* **Excerpted data**:
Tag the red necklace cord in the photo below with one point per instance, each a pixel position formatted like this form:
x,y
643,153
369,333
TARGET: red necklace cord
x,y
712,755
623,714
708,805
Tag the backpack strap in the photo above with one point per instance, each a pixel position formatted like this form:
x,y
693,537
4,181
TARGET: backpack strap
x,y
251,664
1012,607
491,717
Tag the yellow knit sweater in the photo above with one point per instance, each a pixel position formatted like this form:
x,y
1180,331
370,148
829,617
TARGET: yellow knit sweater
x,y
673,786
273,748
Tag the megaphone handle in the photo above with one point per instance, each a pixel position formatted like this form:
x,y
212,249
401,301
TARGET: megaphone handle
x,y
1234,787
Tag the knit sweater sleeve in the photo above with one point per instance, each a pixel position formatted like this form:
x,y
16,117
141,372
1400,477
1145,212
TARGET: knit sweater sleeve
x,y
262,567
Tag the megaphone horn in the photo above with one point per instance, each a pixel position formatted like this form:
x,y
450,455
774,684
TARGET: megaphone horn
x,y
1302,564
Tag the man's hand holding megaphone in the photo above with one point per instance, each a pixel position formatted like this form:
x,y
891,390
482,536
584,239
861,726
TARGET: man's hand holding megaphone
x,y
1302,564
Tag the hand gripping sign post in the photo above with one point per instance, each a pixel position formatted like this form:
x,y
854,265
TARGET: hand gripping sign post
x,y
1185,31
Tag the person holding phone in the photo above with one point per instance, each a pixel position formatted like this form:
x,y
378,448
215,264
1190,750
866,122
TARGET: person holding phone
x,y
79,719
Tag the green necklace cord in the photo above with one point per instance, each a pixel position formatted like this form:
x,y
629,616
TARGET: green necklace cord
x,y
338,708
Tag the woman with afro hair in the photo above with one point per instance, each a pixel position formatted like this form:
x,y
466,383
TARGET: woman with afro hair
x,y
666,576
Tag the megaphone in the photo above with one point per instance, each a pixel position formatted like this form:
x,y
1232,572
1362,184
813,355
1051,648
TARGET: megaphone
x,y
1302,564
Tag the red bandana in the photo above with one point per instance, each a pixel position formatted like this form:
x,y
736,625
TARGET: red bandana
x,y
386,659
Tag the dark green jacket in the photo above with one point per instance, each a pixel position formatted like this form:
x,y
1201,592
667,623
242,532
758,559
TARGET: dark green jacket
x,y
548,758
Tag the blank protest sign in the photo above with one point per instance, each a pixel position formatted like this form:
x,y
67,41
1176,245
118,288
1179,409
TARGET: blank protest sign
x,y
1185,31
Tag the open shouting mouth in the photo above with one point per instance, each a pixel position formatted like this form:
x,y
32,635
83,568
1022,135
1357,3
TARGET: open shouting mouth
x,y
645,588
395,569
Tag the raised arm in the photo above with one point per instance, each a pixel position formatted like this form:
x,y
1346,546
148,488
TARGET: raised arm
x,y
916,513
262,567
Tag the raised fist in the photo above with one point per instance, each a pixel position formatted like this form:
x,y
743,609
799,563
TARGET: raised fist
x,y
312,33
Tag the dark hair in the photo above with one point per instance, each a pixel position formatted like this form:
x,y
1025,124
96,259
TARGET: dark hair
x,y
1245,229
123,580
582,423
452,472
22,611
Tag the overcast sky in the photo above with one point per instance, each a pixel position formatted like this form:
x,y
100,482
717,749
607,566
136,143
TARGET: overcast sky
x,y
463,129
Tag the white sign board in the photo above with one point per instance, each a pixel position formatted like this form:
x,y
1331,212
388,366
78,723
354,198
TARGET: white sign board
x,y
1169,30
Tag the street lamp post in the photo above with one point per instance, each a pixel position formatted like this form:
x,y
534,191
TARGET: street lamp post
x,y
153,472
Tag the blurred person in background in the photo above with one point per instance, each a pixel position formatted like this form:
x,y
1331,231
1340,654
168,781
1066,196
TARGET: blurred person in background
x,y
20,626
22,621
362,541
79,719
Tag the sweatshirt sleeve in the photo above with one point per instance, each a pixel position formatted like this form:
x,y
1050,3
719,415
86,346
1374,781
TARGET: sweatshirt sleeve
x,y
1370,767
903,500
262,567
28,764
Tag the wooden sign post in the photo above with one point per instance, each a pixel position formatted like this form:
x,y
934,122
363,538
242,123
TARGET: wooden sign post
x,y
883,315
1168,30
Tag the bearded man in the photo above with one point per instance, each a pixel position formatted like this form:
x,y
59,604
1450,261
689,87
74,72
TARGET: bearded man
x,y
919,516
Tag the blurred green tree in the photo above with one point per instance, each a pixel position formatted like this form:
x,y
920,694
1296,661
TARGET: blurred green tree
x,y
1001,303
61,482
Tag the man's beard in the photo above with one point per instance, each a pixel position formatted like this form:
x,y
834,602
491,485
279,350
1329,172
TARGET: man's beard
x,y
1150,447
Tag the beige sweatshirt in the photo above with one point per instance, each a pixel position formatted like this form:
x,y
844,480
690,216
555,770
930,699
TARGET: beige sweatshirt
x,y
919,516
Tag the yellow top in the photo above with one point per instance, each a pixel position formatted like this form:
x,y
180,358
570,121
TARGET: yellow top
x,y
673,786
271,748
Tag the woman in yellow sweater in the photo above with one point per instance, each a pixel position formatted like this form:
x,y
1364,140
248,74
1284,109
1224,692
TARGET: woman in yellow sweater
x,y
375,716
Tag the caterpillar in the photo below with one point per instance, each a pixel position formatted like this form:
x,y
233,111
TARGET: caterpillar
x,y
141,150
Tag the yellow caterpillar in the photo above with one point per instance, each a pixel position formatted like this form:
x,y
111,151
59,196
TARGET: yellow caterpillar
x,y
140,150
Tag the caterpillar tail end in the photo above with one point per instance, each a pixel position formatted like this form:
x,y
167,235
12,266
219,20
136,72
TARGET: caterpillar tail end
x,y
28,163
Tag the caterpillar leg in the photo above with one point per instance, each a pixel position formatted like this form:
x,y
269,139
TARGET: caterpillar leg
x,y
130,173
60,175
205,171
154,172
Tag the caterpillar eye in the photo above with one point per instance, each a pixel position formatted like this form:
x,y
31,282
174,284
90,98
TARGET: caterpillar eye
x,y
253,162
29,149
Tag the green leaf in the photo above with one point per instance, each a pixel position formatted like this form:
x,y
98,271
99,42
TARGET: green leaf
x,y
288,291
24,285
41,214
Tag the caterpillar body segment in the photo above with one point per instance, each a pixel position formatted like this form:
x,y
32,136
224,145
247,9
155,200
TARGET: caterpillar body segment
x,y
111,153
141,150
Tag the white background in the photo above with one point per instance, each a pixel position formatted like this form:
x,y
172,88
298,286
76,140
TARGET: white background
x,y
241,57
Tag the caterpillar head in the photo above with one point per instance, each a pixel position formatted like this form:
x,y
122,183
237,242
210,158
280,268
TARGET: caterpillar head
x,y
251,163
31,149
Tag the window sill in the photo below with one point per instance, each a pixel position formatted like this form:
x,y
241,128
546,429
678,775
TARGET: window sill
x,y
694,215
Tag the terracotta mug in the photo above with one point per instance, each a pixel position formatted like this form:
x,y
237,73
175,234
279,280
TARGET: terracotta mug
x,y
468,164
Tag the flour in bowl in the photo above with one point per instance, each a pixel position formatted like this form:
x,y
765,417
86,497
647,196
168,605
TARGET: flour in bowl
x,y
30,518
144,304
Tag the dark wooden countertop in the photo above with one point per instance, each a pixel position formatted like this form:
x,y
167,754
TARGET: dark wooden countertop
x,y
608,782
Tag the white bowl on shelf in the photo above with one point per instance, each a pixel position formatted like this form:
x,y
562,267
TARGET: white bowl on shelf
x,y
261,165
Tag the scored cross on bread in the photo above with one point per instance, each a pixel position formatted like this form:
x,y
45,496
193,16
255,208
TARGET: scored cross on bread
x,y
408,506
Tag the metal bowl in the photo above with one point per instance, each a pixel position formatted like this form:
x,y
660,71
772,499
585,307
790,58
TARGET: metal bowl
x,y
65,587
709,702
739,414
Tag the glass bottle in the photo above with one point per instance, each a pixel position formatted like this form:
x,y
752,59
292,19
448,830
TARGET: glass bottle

* **Task description**: From the line containing "Tag the caterpillar head" through the final line of the listing above, retype every line exactly; leave out everything else.

* **Problem solution**:
Tag the caterpillar head in the photo above with one point per instance, each a pixel position formatted like this form:
x,y
122,183
237,242
210,158
280,268
TARGET: caterpillar head
x,y
251,163
31,149
Tag the window sill in the photo below with one point per instance, each a pixel position formatted like this form:
x,y
241,128
546,429
678,775
TARGET: window sill
x,y
694,215
Tag the terracotta mug in the photo above with one point per instance, each a pixel position formatted like this form:
x,y
237,73
175,234
279,280
TARGET: terracotta mug
x,y
468,164
Tag the flour in bowl in the photo above with one point per instance, each a pixel position formatted like this form:
x,y
765,417
86,497
647,196
168,605
TARGET: flour in bowl
x,y
30,518
144,304
Tag the dark wooden countertop in the photo above with one point per instance, each a pixel position formatted like this form:
x,y
167,754
TARGET: dark wooden countertop
x,y
608,782
Tag the white bowl on shelf in the photo above with one point per instance, each a pixel position formatted like this form:
x,y
562,267
TARGET: white bowl on shelf
x,y
261,165
Tag the scored cross on bread in the photo above with one point per instance, each a pixel position formatted like this form:
x,y
45,496
193,16
255,208
TARGET: scored cross on bread
x,y
408,506
Tag the metal bowl in the photo above with one point per instance, each a pixel position formatted like this form:
x,y
660,71
772,499
585,307
790,58
TARGET: metal bowl
x,y
65,587
709,702
739,414
Tag the glass bottle in the photo above with one point per instance, each a pixel position formatted like this form:
x,y
752,59
292,19
448,830
TARGET: glass bottle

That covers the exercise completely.